Sulaiman A. hat im Prozess um die tödliche Messerattacke auf dem Mannheimer Marktplatz die Tat gestanden (Archivbild vom Prozessauftakt).

(Foto: dpa)

Ein mutmaßlicher Islamist sticht im Mai 2024 in Mannheim sechs Menschen nieder. Unter den Opfern ist auch ein Polizist. Vor Gericht beschreibt der Angeklagte die Tat detailliert. Der Bundesanwalt geht von Sympathien für die Terrormiliz IS aus.

Der Angeklagte Sulaiman A. hat im Prozess um die tödliche Messerattacke auf dem Mannheimer Marktplatz die Tat gestanden. Mit Blick auf ein Motiv verweist er vor Gericht auf den Gaza-Krieg, der 2023 sein Leben verändert habe. In Telegram-Chats habe er sich mit einem Gelehrten über die Tötung von Ungläubigen ausgetauscht und dabei Informationen zur Terrormiliz Islamischer Staat (IS) gesammelt. Der Afghane ist vor dem Oberlandesgericht in Stuttgart unter anderem wegen Mordes und versuchten Mordes angeklagt.

Nach Überzeugung der Bundesanwaltschaft hat der mittlerweile 26-Jährige am 31. Mai 2024 bei dem Angriff in Mannheim sechs Menschen mit einem Messer verletzt: Fünf Teilnehmer einer Kundgebung der islamkritischen Bürgerbewegung Pax Europa (BPE) sowie den 29-jährigen Polizist Rouven Laur. Der Beamte starb zwei Tage später an seinen schweren Verletzungen. Ein anderer Polizist stoppte den Angreifer mit einem Schuss.

◆ **Datenblock**:
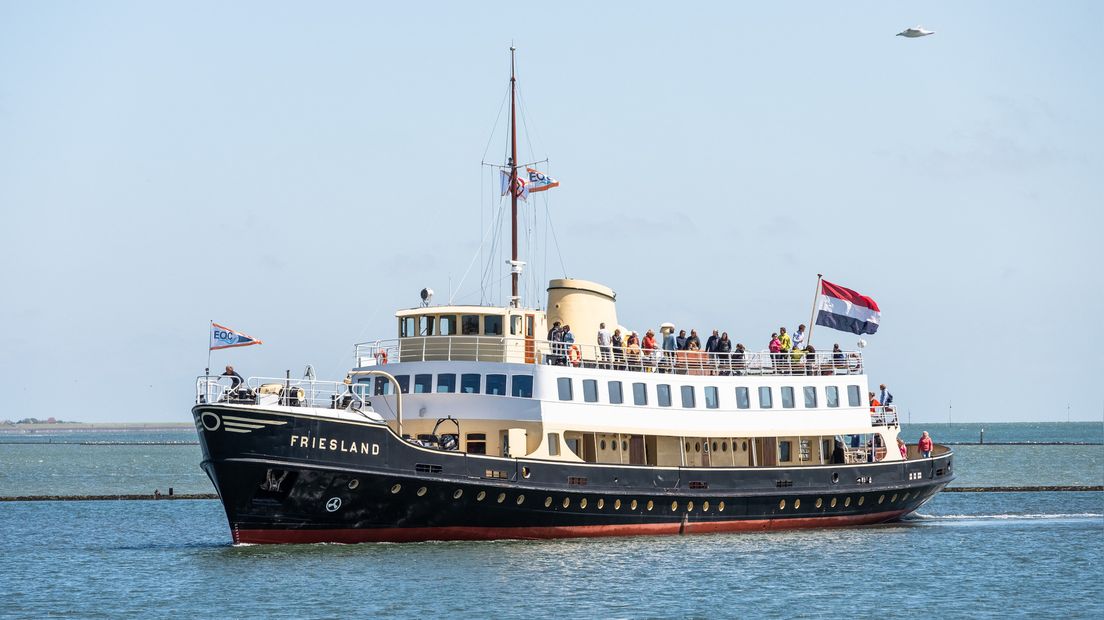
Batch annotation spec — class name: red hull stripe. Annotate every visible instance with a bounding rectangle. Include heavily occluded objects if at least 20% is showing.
[820,280,881,312]
[233,510,907,545]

◆ **Aufgabenliste**:
A. Schreib aus dem Text über den Messerangriff in Mannheim den Abschnitt ab, der mit „Ein mutmaßlicher Islamist“ anfängt und bis „Terrormiliz IS aus.“ geht.
B. Beantworte diese Fragen zum Text über den Messerangriff in Mannheim:
(i) Vor welchem Gericht ist der Angeklagte angeklagt?
(ii) Wie alt war der Polizist Rouven Laur?
(iii) Wodurch wurde der Angreifer gestoppt?
Die Daten stammen aus einer anderen Quelle.

◆ **Lösungen**:
A.
Ein mutmaßlicher Islamist sticht im Mai 2024 in Mannheim sechs Menschen nieder. Unter den Opfern ist auch ein Polizist. Vor Gericht beschreibt der Angeklagte die Tat detailliert. Der Bundesanwalt geht von Sympathien für die Terrormiliz IS aus.

B.
(i) Vor dem Oberlandesgericht in Stuttgart.
(ii) 29 Jahre.
(iii) Durch den Schuss eines anderen Polizisten.